● Task statement: Set down the lines below, exactly, starting at the one that contains "Where can you find the brass" and stopping at the last line, inclusive. Omit pictures.

Segment Start: Source data

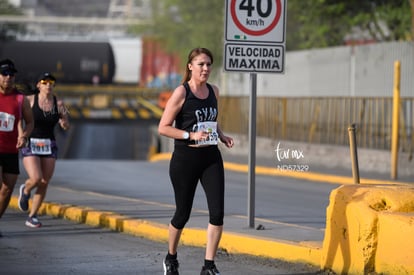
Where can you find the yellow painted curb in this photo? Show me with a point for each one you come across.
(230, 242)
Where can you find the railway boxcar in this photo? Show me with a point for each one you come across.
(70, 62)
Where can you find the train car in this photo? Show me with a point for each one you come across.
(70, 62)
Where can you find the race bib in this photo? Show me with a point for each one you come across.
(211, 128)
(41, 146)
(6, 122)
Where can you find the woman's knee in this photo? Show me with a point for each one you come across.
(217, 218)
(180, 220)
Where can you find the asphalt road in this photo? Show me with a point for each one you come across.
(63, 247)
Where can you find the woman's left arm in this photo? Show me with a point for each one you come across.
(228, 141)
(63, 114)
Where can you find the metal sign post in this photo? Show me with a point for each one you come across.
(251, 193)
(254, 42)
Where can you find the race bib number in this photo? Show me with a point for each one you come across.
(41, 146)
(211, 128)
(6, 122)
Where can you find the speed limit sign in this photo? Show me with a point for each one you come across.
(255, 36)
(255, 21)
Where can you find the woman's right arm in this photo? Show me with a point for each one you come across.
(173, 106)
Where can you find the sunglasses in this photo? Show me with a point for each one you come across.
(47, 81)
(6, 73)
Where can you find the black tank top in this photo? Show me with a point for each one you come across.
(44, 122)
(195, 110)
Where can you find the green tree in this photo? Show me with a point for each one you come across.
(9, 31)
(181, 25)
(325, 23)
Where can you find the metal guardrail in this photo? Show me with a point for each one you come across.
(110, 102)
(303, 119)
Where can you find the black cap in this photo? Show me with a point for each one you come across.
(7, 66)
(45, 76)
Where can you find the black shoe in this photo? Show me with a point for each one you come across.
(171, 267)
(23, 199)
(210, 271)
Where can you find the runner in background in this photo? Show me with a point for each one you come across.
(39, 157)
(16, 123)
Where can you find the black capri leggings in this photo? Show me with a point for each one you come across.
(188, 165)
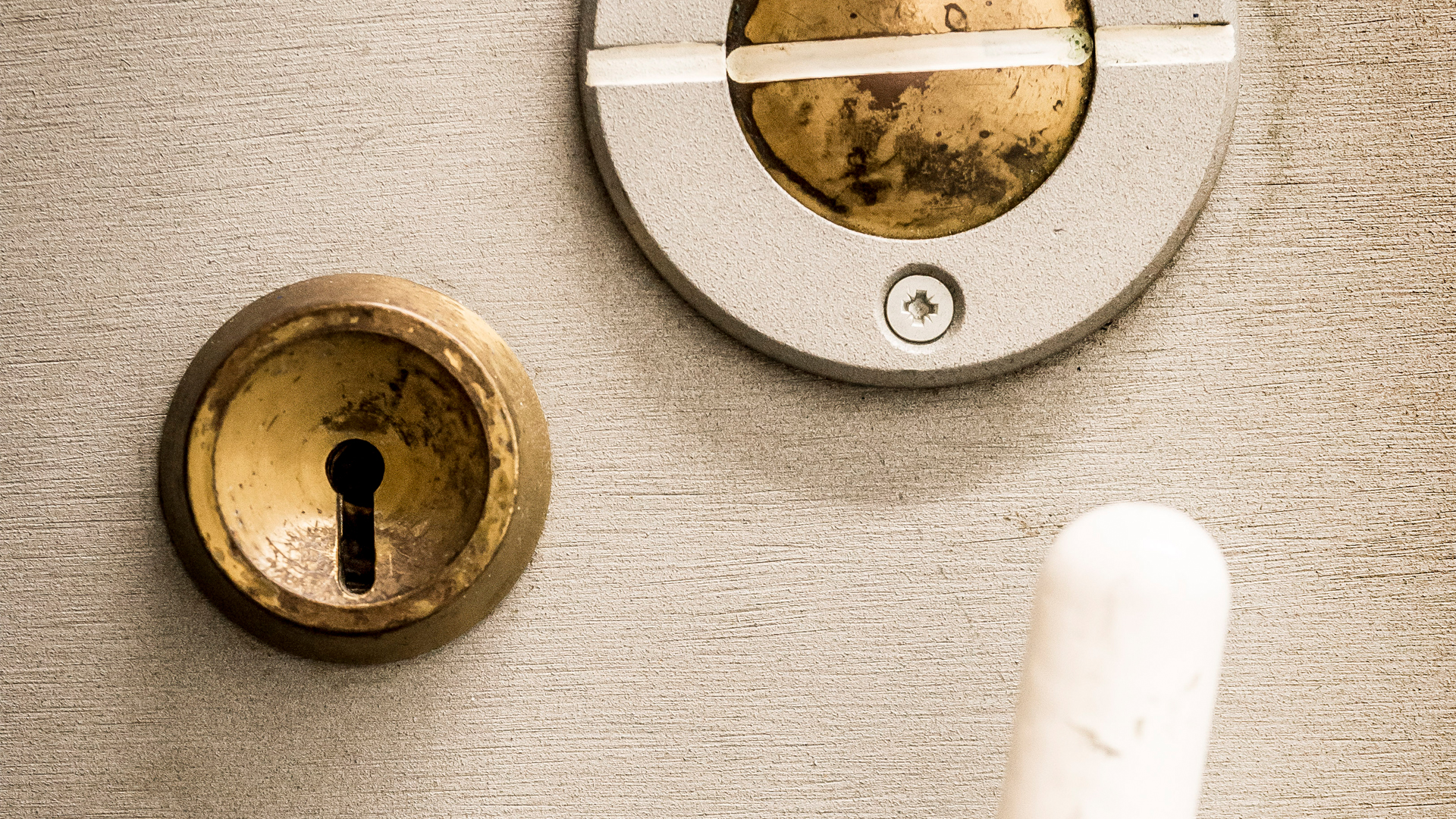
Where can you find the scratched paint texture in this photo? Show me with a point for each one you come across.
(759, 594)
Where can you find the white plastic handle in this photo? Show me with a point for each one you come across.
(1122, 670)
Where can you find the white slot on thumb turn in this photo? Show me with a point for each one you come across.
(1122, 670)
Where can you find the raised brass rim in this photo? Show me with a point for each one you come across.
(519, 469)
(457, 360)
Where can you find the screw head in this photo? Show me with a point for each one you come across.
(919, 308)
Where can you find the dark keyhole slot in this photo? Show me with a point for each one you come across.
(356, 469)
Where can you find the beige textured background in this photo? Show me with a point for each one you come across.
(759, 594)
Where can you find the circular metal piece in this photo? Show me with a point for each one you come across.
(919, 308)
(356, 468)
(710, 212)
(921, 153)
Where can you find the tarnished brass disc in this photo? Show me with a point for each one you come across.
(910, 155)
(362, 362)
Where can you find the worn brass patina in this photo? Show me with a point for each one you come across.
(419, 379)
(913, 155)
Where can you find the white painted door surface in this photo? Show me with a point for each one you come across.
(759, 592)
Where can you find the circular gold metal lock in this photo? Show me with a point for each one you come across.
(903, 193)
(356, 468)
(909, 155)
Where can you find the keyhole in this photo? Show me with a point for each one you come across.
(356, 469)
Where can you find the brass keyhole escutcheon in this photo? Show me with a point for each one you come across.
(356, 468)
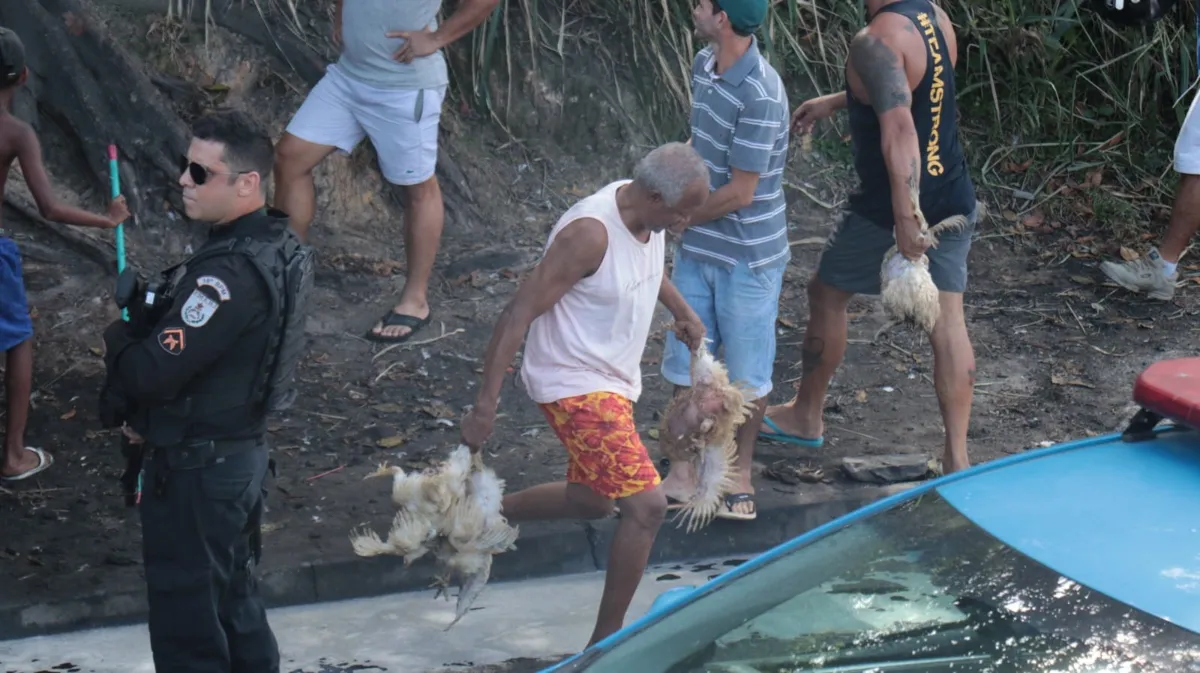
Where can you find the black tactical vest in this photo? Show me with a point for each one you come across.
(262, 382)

Segment End: Source data

● Answer:
Where can you find the brass keyhole escutcheon in this photo? Show me with a point for each one you come across.
(356, 468)
Where can you find the black tactical vest in this photo? Show me with a point for each one you come across.
(262, 382)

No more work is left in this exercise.